# Input material
----------------------------------------

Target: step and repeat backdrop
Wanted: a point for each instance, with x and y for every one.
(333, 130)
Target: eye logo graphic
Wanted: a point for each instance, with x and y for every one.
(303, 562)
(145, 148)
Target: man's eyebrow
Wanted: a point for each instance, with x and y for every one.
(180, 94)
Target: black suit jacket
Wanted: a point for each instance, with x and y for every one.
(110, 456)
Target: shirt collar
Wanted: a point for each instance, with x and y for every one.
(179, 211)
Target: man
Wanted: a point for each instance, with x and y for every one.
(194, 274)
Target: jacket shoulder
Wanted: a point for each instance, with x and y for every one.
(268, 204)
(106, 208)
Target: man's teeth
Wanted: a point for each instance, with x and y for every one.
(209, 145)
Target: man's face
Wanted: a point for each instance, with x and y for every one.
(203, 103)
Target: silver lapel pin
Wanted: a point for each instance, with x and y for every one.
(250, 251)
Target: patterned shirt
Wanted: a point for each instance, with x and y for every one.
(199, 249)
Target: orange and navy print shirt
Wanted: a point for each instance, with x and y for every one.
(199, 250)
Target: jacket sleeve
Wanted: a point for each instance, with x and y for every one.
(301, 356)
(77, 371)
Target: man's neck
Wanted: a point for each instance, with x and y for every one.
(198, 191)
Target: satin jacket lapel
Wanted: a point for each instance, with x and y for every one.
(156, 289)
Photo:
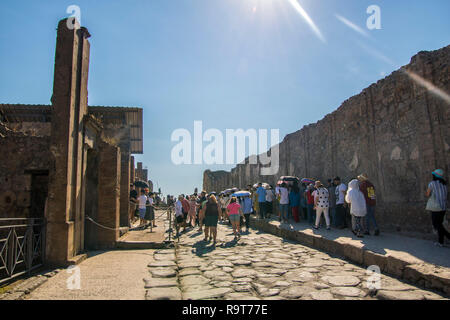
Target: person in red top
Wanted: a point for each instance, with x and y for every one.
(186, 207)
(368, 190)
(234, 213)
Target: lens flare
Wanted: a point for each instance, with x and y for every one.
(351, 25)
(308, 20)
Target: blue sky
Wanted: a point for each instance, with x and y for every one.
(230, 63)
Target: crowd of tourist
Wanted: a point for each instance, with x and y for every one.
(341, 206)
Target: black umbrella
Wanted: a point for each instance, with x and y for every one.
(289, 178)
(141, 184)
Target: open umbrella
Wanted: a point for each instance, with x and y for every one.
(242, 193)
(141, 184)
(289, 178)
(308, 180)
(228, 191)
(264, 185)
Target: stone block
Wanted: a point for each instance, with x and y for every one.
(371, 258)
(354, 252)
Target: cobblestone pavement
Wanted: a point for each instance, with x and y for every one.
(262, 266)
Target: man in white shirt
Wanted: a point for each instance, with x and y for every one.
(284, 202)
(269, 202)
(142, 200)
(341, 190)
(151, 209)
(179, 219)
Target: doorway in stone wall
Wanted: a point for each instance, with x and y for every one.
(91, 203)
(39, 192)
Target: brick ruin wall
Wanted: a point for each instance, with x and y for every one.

----------------------------------------

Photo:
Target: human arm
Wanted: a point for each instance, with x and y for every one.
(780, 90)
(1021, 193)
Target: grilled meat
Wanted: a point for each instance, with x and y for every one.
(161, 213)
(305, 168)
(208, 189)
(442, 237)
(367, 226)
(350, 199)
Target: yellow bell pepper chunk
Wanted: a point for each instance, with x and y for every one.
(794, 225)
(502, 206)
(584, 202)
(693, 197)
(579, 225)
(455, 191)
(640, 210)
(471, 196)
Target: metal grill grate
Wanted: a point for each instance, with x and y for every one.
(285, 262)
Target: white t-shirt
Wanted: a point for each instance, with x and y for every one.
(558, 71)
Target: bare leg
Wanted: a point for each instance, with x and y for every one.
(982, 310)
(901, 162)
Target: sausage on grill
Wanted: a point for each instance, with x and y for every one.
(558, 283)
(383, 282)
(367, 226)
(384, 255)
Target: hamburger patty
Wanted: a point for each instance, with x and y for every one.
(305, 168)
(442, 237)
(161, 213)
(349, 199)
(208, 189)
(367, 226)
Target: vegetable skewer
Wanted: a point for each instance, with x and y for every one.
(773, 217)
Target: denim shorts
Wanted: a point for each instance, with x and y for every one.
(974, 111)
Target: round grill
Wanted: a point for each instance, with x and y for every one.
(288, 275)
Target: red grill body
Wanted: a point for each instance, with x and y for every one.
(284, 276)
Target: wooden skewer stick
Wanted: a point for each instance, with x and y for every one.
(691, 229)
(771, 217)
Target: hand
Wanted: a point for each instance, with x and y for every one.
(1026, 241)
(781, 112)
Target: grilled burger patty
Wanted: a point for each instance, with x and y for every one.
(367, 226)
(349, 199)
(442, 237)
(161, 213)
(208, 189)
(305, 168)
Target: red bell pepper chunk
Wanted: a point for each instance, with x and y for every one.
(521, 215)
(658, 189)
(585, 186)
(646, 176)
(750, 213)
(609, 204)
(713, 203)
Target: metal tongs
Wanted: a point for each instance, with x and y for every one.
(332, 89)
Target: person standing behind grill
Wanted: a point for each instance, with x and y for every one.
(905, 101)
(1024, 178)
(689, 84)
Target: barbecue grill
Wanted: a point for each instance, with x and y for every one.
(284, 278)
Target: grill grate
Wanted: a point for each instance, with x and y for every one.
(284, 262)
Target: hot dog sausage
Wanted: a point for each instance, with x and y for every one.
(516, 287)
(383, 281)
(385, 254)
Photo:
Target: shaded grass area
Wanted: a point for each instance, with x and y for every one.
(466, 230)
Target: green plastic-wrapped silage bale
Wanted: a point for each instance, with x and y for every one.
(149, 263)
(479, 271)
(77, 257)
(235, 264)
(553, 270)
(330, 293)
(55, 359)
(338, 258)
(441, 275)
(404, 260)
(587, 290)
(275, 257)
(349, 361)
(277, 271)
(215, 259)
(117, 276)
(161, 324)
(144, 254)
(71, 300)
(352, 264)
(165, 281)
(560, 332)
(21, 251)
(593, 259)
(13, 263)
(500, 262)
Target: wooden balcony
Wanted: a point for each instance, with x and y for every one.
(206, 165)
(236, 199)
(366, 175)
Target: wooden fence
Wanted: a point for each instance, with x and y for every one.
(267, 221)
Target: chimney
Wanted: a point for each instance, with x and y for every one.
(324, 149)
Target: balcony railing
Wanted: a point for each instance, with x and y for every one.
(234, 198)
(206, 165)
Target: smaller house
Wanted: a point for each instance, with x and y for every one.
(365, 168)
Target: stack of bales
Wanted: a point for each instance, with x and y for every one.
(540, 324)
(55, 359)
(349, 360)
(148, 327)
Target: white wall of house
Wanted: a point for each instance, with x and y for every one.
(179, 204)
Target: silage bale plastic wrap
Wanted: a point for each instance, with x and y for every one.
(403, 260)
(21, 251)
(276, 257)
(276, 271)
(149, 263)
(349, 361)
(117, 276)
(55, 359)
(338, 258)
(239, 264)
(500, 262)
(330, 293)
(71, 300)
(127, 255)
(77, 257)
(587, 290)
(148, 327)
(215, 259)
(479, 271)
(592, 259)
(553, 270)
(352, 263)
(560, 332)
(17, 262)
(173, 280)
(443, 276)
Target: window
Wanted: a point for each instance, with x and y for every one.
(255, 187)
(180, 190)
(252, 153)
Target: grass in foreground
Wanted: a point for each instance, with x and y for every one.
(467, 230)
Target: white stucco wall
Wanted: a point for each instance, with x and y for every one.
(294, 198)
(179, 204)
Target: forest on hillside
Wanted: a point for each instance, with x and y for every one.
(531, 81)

----------------------------------------

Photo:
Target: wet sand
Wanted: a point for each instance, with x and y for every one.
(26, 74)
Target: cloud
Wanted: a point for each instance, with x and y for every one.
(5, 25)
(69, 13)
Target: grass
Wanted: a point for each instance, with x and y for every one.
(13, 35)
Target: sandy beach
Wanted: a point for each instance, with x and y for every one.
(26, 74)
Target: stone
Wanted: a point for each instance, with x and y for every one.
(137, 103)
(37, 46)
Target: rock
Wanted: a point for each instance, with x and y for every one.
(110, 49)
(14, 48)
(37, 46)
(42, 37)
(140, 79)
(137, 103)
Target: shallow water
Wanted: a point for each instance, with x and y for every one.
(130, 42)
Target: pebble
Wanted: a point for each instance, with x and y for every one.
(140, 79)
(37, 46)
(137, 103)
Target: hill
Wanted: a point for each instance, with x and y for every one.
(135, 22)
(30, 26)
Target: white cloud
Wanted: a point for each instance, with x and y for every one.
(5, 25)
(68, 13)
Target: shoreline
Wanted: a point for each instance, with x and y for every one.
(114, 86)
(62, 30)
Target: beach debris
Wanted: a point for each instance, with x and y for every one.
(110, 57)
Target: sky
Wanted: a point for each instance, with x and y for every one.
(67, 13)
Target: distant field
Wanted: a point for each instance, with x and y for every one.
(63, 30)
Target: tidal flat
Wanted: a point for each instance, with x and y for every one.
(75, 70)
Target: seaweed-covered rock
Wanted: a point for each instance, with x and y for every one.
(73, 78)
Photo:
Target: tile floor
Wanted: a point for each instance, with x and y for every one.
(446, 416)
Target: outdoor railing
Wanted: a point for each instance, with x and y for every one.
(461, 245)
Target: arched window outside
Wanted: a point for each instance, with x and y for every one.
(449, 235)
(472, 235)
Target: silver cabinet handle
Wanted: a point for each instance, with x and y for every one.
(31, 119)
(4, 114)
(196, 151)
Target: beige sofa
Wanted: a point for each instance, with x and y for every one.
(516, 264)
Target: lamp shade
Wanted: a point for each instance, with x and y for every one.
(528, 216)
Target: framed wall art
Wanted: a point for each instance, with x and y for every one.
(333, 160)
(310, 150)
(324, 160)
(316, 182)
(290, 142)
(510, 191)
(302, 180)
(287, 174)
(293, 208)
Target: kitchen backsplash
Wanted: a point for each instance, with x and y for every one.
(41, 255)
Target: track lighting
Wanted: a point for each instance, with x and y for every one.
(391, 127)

----------------------------------------

Pull out every line in the records above that contains the word "metal", and list those lines.

Target: metal grill grate
Target: metal tongs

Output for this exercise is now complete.